== Activity list ==
[1] In the passage on retirement healthcare costs, take the stretch from "Healthcare is a" through "into your retirement." and write it out again, swapping "Medicare" for "Original Medicare".
[2] Besides Medicare's gaps in coverage, which costs does the passage on retirement healthcare costs say you still have to contend with?

Healthcare is a broad spending category that covers a lot of ground. However, you may be surprised to hear that Medicare won’t cover everything. You still have to contend with rising premiums, out-of-pocket medical costs, deductibles, coinsurance and prescriptions. Medicare also doesn’t cover basic procedures like dental care, vision and hearing except in certain health-related scenarios.

Medicare also won’t cover long-term care. While someone in their 60s may not think much about long-term care, it may become a necessity in their 80s or 90s. Long-term care can get expensive, so it is better to plan for that scenario than get caught by surprise deep into your retirement.

How to plan without overcorrecting

Planning for rising healthcare costs doesn’t have to be overwhelming. Saving specifically for healthcare costs can help prepare you. You can anticipate how much money you will spend each month and plan accordingly instead of guessing your way through retirement. Some people also opt to purchase a long-term care insurance policy.

Taking a look at your future budget can inspire you to make changes right now that provide more financial flexibility. Downsizing to a smaller home, for instance, can lead to lower monthly mortgage payments. Even if you paid off your mortgage, you will still have property taxes, insurance and maintenance, all of which can continue to increase over time.

It’s more exciting to plan how much you will travel in retirement, but healthcare and some of the less glamorous costs of aging become realities for many people after 75. While you can’t predict every expense, you can give yourself a financial cushion in retirement with good planning.

== Stored data ==
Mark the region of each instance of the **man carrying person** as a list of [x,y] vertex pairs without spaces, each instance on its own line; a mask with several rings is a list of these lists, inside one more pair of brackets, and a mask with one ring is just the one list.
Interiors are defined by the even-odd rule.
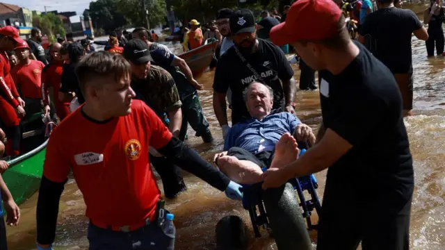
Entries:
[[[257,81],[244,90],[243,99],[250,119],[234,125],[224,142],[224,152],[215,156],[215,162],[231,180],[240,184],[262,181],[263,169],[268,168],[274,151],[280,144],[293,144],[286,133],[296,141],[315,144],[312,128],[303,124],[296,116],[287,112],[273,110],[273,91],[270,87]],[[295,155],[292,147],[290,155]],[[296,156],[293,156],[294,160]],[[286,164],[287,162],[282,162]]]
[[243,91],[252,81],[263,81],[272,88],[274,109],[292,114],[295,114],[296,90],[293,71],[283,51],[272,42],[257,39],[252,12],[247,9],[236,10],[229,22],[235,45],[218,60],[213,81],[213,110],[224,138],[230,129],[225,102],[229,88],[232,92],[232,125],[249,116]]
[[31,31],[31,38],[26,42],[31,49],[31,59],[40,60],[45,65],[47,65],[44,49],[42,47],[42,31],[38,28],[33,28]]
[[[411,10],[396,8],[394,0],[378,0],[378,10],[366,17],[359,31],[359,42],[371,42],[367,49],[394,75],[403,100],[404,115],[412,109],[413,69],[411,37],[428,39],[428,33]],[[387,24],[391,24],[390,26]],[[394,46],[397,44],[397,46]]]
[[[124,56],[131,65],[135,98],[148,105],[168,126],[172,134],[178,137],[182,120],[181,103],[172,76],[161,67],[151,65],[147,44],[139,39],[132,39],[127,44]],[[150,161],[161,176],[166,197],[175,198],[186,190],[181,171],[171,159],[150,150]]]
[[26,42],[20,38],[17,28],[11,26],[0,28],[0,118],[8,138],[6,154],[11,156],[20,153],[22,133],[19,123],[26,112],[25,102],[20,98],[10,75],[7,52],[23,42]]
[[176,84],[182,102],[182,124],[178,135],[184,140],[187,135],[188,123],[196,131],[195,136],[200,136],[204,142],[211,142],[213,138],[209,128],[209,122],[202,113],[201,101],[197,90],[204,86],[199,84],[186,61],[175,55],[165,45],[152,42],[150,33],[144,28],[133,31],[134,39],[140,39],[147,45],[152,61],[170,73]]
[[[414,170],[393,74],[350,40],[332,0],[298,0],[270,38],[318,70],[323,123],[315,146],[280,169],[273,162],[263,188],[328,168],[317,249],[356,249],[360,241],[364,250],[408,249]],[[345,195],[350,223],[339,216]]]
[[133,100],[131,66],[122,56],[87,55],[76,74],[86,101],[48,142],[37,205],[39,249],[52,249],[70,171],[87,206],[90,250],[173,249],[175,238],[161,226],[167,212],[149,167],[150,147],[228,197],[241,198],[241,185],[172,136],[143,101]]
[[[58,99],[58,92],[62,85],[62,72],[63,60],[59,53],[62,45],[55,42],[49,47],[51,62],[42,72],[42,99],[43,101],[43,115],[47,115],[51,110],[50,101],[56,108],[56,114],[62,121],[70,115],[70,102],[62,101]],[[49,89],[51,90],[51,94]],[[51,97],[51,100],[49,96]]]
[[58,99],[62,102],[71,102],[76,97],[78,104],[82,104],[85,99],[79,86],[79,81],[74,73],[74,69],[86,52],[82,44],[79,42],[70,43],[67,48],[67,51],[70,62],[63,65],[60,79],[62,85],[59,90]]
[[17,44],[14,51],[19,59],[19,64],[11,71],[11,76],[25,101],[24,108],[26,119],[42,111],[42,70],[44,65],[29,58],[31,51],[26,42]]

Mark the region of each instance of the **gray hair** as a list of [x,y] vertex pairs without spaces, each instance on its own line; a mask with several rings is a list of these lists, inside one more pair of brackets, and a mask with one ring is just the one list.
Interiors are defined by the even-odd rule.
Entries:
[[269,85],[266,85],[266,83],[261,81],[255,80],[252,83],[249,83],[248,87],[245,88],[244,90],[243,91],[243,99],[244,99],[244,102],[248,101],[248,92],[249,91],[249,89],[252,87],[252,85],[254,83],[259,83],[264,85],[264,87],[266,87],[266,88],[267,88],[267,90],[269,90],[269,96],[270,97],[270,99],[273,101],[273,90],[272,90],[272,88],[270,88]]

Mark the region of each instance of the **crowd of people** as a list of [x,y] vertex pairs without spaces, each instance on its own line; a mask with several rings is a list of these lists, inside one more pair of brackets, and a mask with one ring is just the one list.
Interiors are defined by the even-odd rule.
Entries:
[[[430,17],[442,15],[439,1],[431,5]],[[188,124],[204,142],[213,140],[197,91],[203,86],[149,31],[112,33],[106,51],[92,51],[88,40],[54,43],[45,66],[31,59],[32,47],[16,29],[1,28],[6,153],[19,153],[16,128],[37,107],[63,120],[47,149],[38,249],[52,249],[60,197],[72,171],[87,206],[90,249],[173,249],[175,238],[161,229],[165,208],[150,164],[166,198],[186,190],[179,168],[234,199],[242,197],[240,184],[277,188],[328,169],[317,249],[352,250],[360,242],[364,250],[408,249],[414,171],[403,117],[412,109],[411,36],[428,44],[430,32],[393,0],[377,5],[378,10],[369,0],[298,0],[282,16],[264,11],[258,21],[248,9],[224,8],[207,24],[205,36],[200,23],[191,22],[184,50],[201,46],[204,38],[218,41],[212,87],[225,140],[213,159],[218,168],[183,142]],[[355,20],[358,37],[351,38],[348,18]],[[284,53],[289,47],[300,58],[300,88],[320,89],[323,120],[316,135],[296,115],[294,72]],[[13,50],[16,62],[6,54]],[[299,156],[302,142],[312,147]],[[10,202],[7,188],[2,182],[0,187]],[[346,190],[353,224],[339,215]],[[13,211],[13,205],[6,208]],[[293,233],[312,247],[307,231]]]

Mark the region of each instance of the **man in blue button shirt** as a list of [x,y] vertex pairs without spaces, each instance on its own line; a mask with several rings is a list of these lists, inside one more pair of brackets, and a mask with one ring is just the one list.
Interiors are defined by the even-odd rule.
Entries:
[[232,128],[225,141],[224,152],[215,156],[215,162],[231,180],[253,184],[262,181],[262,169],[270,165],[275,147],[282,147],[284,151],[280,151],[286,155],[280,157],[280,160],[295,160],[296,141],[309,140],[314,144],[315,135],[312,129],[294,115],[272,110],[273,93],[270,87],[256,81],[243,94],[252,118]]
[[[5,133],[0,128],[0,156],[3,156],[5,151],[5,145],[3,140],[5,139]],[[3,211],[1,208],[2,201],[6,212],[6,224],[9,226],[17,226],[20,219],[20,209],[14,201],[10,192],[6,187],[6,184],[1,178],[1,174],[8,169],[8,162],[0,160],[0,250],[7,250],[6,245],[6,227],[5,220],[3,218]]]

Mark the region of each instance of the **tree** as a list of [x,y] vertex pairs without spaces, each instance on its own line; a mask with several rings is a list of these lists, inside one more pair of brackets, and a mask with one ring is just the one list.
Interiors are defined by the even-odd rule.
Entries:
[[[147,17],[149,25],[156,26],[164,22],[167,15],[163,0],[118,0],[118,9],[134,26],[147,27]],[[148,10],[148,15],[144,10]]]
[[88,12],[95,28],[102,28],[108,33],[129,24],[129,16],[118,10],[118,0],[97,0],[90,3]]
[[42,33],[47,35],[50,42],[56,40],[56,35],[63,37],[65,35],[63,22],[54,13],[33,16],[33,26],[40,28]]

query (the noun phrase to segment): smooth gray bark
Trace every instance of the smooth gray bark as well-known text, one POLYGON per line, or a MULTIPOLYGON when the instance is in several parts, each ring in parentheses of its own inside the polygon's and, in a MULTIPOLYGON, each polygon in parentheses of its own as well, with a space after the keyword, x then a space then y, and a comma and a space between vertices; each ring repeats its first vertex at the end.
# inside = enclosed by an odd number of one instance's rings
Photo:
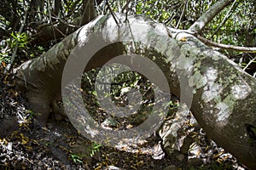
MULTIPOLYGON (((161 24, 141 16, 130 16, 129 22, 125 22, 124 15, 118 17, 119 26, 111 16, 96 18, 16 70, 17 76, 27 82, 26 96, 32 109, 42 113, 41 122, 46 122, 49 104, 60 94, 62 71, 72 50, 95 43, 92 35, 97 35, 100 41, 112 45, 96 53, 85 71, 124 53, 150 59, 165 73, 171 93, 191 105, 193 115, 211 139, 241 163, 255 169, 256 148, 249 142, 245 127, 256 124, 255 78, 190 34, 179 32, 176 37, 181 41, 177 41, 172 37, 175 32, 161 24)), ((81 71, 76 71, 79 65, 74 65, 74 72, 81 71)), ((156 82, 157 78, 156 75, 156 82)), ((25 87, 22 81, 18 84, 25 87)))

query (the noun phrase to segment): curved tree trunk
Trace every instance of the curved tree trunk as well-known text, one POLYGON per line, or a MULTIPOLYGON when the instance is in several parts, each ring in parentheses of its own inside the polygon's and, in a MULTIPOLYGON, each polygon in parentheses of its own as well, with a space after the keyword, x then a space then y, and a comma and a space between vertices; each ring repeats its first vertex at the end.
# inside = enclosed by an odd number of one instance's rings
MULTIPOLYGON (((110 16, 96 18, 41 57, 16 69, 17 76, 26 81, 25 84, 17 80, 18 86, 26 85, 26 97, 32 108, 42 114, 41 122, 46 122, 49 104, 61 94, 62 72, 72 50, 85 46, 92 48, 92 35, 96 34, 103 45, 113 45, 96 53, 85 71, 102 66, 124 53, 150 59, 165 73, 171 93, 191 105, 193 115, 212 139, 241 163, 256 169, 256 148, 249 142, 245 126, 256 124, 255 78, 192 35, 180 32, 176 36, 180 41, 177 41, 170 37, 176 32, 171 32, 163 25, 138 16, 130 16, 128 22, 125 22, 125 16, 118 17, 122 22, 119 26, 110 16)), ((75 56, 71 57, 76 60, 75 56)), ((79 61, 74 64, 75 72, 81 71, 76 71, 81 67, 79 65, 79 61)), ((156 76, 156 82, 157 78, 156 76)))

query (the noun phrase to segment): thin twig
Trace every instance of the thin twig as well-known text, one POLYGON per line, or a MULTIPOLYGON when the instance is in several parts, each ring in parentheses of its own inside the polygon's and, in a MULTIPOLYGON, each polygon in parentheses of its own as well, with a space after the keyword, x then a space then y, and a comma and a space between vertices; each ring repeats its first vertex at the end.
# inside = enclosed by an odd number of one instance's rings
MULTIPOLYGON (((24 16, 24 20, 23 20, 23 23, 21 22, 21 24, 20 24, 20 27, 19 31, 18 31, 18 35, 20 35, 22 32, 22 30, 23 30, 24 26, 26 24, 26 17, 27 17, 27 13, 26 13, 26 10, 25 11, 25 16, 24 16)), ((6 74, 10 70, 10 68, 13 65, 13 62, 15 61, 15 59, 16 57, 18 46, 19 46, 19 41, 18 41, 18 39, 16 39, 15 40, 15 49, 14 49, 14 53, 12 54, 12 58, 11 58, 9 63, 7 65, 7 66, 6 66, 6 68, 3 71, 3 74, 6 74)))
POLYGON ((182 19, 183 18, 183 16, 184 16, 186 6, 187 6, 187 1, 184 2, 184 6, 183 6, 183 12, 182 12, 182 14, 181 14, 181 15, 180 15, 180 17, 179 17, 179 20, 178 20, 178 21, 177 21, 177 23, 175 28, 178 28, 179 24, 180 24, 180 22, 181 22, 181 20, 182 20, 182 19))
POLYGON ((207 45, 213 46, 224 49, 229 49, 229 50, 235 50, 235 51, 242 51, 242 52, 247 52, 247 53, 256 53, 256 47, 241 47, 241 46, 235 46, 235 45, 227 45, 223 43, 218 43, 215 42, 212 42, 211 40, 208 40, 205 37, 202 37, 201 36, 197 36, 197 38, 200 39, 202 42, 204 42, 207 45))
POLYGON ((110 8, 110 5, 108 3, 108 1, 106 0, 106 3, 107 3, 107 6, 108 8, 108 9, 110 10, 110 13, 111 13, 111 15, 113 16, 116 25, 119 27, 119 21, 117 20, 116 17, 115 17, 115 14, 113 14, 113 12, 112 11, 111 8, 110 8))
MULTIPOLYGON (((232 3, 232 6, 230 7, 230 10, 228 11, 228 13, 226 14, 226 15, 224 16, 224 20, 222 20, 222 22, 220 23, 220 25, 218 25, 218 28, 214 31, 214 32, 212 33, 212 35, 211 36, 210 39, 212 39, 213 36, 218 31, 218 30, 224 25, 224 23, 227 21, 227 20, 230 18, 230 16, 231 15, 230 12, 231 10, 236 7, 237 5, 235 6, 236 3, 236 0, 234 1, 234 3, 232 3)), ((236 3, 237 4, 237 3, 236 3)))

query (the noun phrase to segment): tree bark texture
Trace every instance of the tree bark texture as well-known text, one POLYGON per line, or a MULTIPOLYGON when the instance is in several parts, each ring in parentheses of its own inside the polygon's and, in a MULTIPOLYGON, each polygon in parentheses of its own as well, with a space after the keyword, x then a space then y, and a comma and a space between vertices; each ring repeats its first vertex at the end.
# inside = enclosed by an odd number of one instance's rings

...

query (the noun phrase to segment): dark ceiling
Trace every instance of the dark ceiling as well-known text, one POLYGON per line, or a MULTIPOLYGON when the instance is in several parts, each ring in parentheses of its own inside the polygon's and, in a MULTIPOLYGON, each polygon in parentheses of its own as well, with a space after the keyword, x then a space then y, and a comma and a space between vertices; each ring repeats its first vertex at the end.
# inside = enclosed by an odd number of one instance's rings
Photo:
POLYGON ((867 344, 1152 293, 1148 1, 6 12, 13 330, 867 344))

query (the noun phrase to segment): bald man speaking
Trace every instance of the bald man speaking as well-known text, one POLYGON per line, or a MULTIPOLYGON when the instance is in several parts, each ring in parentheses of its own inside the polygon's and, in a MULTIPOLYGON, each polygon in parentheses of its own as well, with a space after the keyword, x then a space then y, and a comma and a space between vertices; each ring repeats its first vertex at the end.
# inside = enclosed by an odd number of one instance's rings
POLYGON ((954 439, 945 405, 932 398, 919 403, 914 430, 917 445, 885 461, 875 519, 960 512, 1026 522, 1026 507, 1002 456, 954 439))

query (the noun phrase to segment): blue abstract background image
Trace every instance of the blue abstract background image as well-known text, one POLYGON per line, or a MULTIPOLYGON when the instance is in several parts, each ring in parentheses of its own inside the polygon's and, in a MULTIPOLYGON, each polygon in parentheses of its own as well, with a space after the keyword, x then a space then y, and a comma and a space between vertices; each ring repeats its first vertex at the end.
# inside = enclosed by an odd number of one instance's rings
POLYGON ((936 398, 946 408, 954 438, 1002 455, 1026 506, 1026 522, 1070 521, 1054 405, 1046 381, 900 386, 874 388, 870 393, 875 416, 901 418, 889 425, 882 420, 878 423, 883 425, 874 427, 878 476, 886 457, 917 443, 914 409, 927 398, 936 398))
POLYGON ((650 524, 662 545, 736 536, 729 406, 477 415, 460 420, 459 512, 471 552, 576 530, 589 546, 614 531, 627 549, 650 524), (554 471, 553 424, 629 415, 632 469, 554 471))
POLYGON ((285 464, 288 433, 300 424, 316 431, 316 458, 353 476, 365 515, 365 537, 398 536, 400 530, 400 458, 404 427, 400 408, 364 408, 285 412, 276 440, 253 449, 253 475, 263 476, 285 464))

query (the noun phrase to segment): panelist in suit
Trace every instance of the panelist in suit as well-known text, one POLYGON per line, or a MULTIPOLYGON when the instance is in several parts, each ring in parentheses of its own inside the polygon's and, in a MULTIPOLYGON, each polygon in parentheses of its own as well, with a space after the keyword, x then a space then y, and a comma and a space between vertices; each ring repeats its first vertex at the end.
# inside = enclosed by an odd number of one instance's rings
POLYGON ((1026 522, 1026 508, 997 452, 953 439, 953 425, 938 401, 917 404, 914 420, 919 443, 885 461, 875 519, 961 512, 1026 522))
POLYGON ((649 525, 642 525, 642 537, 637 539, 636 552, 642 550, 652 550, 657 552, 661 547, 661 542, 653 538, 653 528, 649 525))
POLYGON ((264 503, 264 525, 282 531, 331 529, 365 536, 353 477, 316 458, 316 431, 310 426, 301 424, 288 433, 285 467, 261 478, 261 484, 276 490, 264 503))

== Results for the exercise ==
[1]
Healthcare is a broad spending category that covers a lot of ground. However, you may be surprised to hear that Original Medicare won’t cover everything. You still have to contend with rising premiums, out-of-pocket medical costs, deductibles, coinsurance and prescriptions. Original Medicare also doesn’t cover basic procedures like dental care, vision and hearing except in certain health-related scenarios.

Original Medicare also won’t cover long-term care. While someone in their 60s may not think much about long-term care, it may become a necessity in their 80s or 90s. Long-term care can get expensive, so it is better to plan for that scenario than get caught by surprise deep into your retirement.

[2]
- Rising premiums
- Out-of-pocket medical costs
- Deductibles
- Coinsurance
- Prescriptions